▶ Passage:
PS Just looked at the price list for a laugh.
They must see them coming!
Thanks for eloquent rant, Christina.
I disagree – it is a fantastic garden, with little areas of un-mown grass, some of it seeded through with various flowers, acting as a backdrop to some of the sculptures. There are large areas of more formal garden with yew and box and lots of roses, among other things.
It smelt divine.
“The gardens were designed by I & J Bannerman in 1998. Their aim was to allow the garden to flow into the Windrush Valley landscape beyond it. The gardens blend form and freedom, open views and secret spaces. Long tranquil walks bordered with sharp wedges of yew, vast beeches enclosing a hidden lake, orchards sloping down to the mill stream, stone tubs overgrown with roses and a formal box-bordered parterre provide a quintessentially English setting for fine art.”
I also disagree with Christina on this matter. I think there is a great deal of snobbery, and not enough realism attached to garden design.
My theory is, that it’s my space and I should feel free to do what I want. I don’t have room to incorporate all these features and I’m not sure that I would want to own the art, but it can be pleasing.
I love the last picture, Nym.
PS. There is probably a great deal of ignorance too, to be fair, but still, it is one’s own space.
Thanks Ara. I loved the way the water had obviously been played with by one of the smaller visitors. That was another thing I liked about the garden… it was a place to be played in – a huge tree house, a hut with a built in stove by the waters edge, a gypsy caravan (obviously being used by the kids, as the bed was made up) a swimming pool and a tennis court.

▶ What to do:
From the garden comments above, list each feature given as making the garden a place to be played in.

▶ Recorded data:
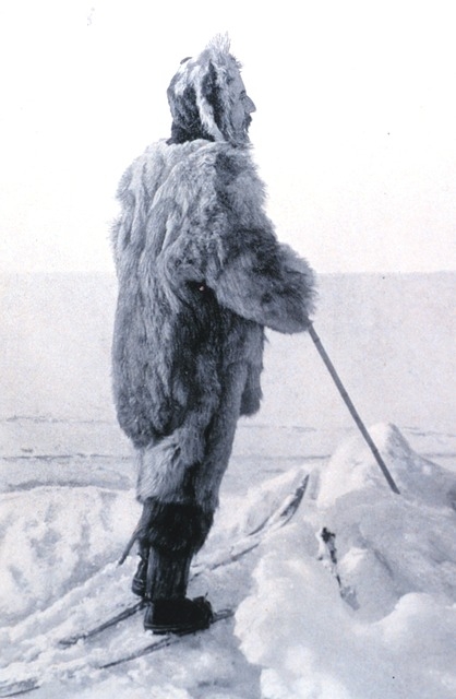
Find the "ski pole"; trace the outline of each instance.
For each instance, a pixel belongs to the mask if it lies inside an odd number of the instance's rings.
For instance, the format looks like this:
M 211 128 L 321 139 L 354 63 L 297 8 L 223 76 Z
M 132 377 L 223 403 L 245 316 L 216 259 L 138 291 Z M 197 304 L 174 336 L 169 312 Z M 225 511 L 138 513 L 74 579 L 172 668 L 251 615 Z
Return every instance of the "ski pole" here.
M 375 447 L 375 443 L 372 440 L 372 437 L 370 436 L 370 434 L 365 429 L 364 423 L 362 422 L 361 417 L 359 416 L 357 408 L 352 404 L 351 399 L 348 395 L 343 382 L 340 381 L 340 379 L 338 377 L 338 374 L 337 374 L 336 369 L 334 368 L 334 365 L 333 365 L 332 360 L 327 356 L 326 351 L 322 345 L 322 341 L 320 340 L 319 335 L 316 334 L 316 331 L 315 331 L 315 329 L 314 329 L 312 323 L 309 324 L 309 329 L 308 330 L 309 330 L 309 334 L 312 337 L 316 350 L 319 351 L 320 356 L 322 357 L 323 362 L 326 365 L 327 370 L 331 374 L 331 377 L 332 377 L 334 383 L 337 386 L 337 389 L 338 389 L 338 391 L 339 391 L 345 404 L 347 405 L 351 417 L 356 422 L 361 435 L 364 437 L 365 441 L 368 442 L 368 445 L 370 447 L 370 450 L 372 451 L 373 455 L 375 457 L 375 461 L 377 462 L 379 466 L 382 470 L 383 475 L 385 476 L 386 481 L 388 482 L 388 485 L 389 485 L 391 489 L 393 490 L 393 493 L 396 493 L 397 495 L 400 495 L 399 488 L 395 484 L 392 474 L 389 473 L 385 462 L 383 461 L 382 457 L 380 455 L 379 449 Z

▶ Answer to this problem:
- a huge tree house
- a hut with a built in stove by the waters edge
- a gypsy caravan
- a swimming pool
- a tennis court